30 agosto, 2007

Porque el mundo es injusto, chaval

Cada mañana entraba a la escuela de periodismo esgrimiendo una mirada repleta de algo incómodo de ver para quien tuviera ganas de mirarlo a los ojos. Se caracterizaba por hacer gala de un humor fastidioso y de un cinismo soberbio que lograba que los alumnos no pudiéramos tolerar su presencia.
El primer día de primer año, entró al aula y disparó:
- La mitad de ustedes no va a llegar a tercer año.
Eso fue suficiente para que yo decidiera nombrarlo persona no grata dentro de mi mundo particular; nunca me convencieron las historias de profesores exigentes que son crueles sólo en apariencia y que el alumno descubre, al final de su existencia, que aquel maestro gruñón le dejó una gran lección de vida. Deduzco que él sí creía en esas historias, porque se esforzaba cada día en ser más desagradable que el día anterior.
Si en los exámenes merecíamos un siete, él nos calificaba con un seis. Cuando le preguntamos por qué hacía eso, contestó:
- Porque cuando empiecen a vivir van a ver que el mundo es injusto, y quiero que estén preparados.
En esa ocasión tuve que recurrir a mi instinto de animal social para no escupirlo. Tal vez él ignoraba que la escuela de periodismo formaba parte del mundo.

Una vez entró al bar de la esquina de la escuela. Yo estaba sentada tomando un café y leyendo el diario. Él me vio, me dijo hola y luego hizo una mueca que, deduje, debía ser su modo de sonreír cuando su sonrisa estaba libre de ironía. Se sentó en una mesa, pidió su café y abrió su diario. Imagino que al verme en su mismo bar tomando su mismo café y leyendo su mismo diario, decidió favorecer mi imagen de estudiante que no sabe nada de las injusticias del mundo. Nunca lo vi tan humano como aquella vez, pero la visión duró lo que un café en un pocillo: al día siguiente volvió a ser el mismo hombre de mirada incómoda.

Por fortuna y contra sus creencias, vengo viviendo desde antes de que a él se le ocurriera enseñarnos con sus heroicas injusticias. Gracias a eso pude comprobar que hay profesores que califican con un siete si eso es lo que el alumno merece.

27 agosto, 2007

El duende de tu son

En mi infancia, el tango era algo de otra temporada, algo que sucedía cuando mis padres tenían mi edad. Mi abuelo Firpo era un tanguero clásico, de boliche en la esquina y recitales en las peñas. Pero mi abuelo murió mucho antes de mi nacimiento, así que mi educación tanguera estuvo en las manos involuntarias de Héctor, el almacenero del barrio. Cuando yo iba al almacén a comprar lo que fuera, encontraba a Héctor escuchando tangos tan mal grabados y tan viejos que se justificaba mi creencia de que esa música era algo deprimente que consumían los ancianos.
————
Qué hay que hacer
Responde según el texto:
1. ¿Qué les dijo el profesor a los alumnos el primer día de primer año?
2. Si en un examen los alumnos merecían un siete, ¿qué nota les ponía él?
3. ¿Cómo se llamaba el almacenero del barrio?
Las entradas no tienen nada que ver con esto.

Datos de marcado de puntos en fotos
————
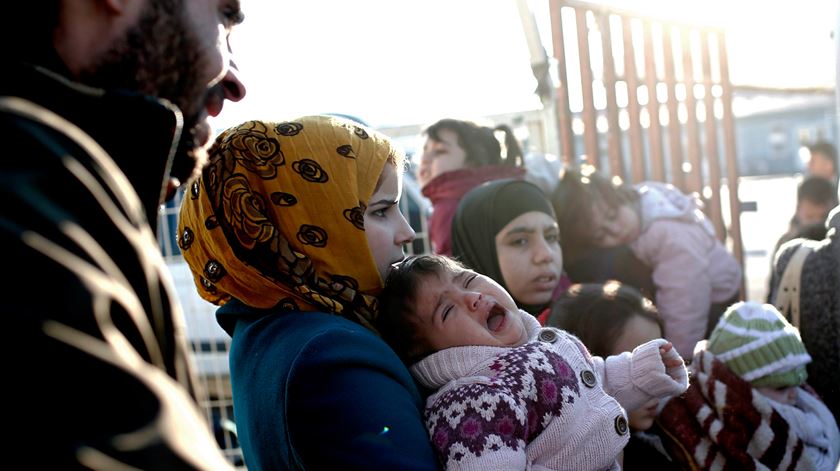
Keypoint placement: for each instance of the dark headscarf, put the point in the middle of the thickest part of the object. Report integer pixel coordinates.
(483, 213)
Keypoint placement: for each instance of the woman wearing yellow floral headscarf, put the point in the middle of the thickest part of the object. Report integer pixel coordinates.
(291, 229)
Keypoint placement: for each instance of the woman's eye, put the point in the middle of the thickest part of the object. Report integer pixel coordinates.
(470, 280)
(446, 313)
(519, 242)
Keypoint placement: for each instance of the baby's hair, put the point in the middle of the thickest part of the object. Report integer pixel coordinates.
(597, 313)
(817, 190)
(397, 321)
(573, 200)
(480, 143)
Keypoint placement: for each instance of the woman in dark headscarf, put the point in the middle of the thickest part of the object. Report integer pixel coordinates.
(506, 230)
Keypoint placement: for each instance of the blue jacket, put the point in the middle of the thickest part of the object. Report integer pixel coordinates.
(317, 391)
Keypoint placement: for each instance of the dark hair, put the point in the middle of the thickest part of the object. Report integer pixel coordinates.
————
Respuesta
1. "La mitad de ustedes no va a llegar a tercer año."
2. Un seis.
3. Héctor.